▸ **PROBLEM STATEMENT**
Copy the listing below line for line, omitting the pictures.

=-=-=

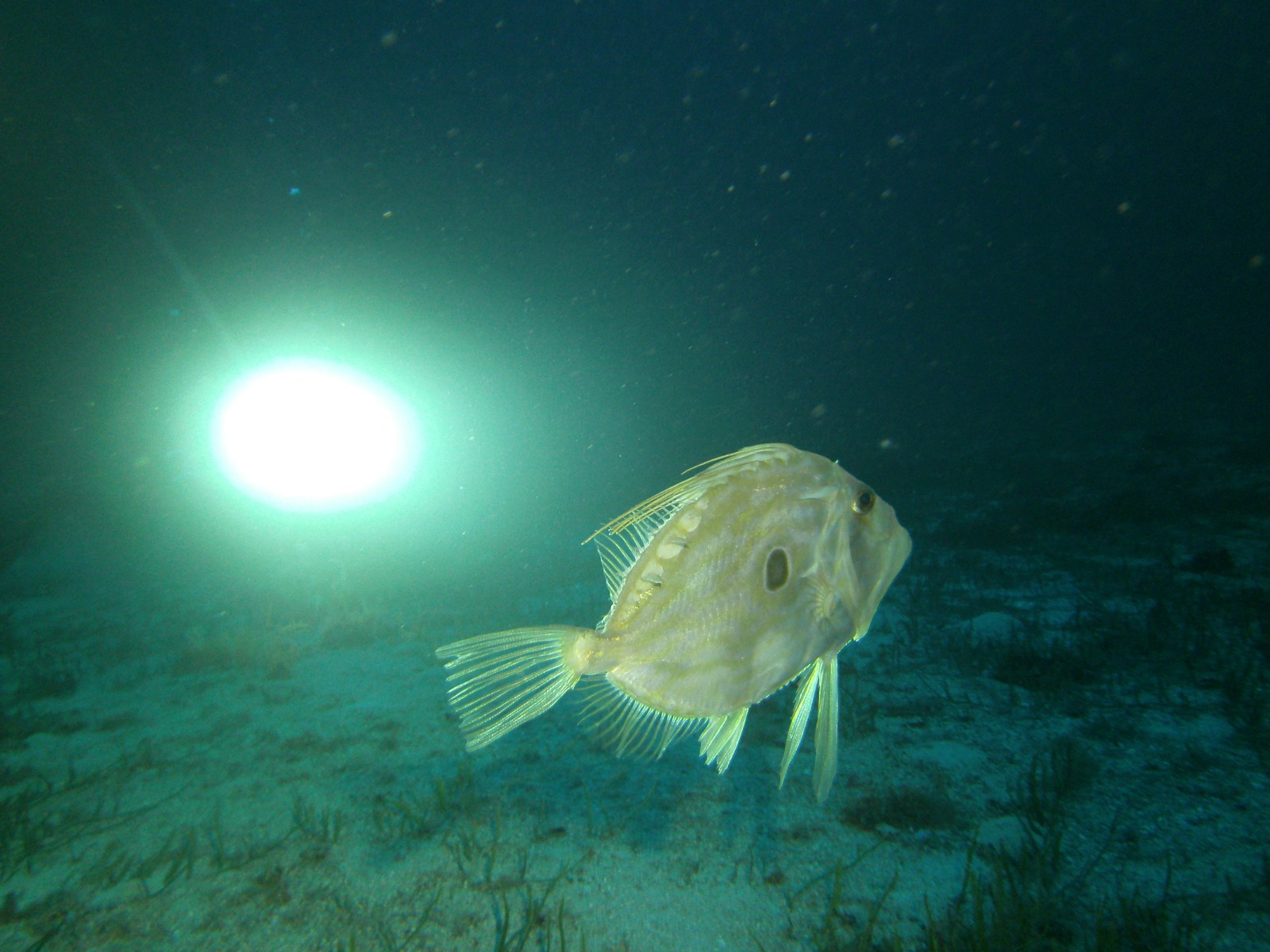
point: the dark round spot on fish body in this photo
(776, 571)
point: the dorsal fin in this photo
(657, 509)
(622, 539)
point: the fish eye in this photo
(776, 573)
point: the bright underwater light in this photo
(314, 436)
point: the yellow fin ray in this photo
(803, 701)
(501, 681)
(826, 727)
(657, 509)
(629, 727)
(721, 738)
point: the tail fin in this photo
(501, 681)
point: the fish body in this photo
(725, 587)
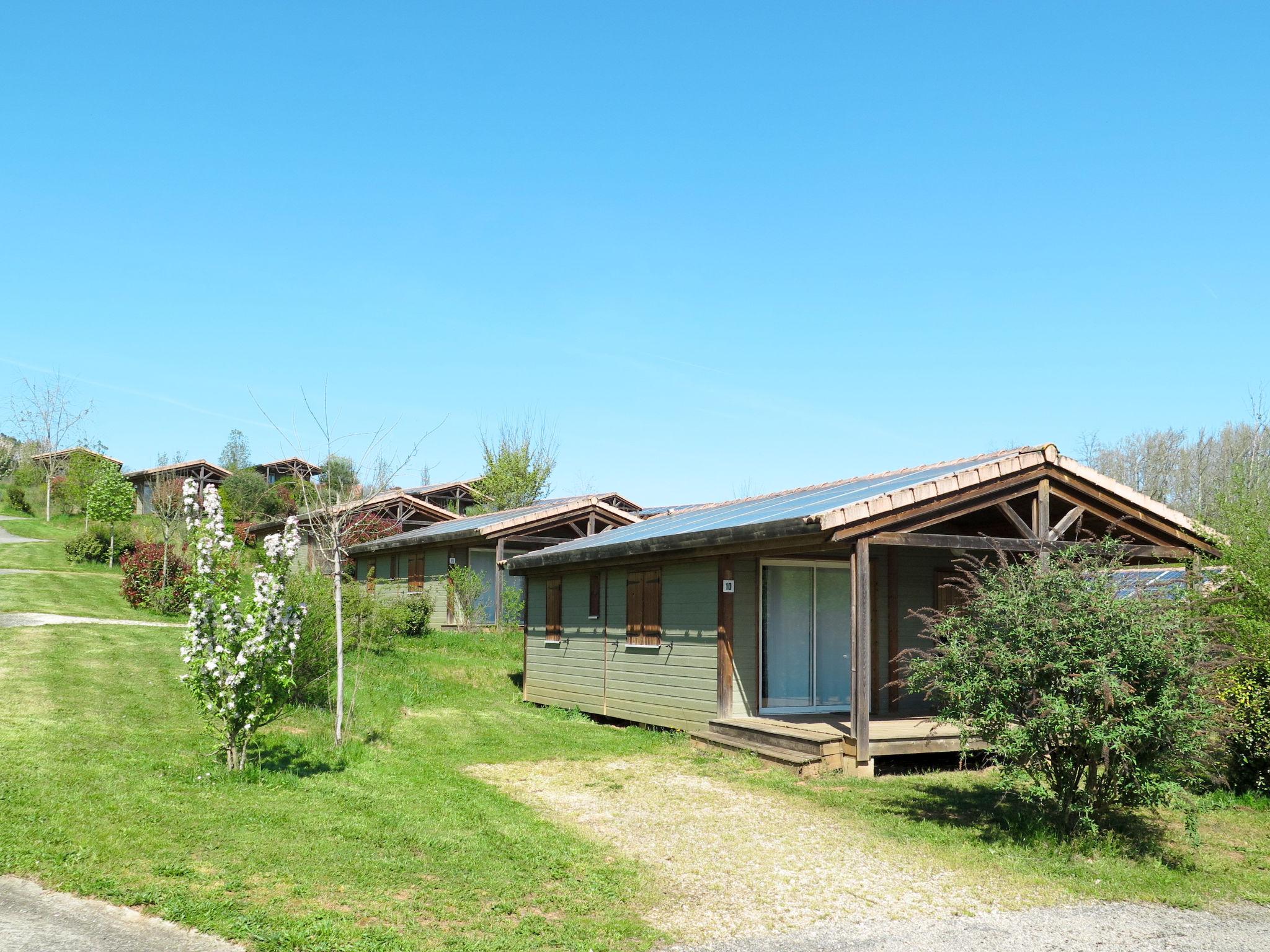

=-=-=

▸ **TASK SOLUTION**
point: the dark round spot on fish body in this photo
(776, 571)
point: the dorsal fin in this photo
(657, 509)
(622, 539)
point: the fish eye in this photo
(776, 573)
point: the bright underwater light in this photo
(314, 436)
point: the yellow fin ray in this photo
(803, 701)
(501, 681)
(826, 727)
(657, 509)
(629, 727)
(721, 738)
point: the tail fin in this photo
(501, 681)
point: the fish body in this photo
(725, 587)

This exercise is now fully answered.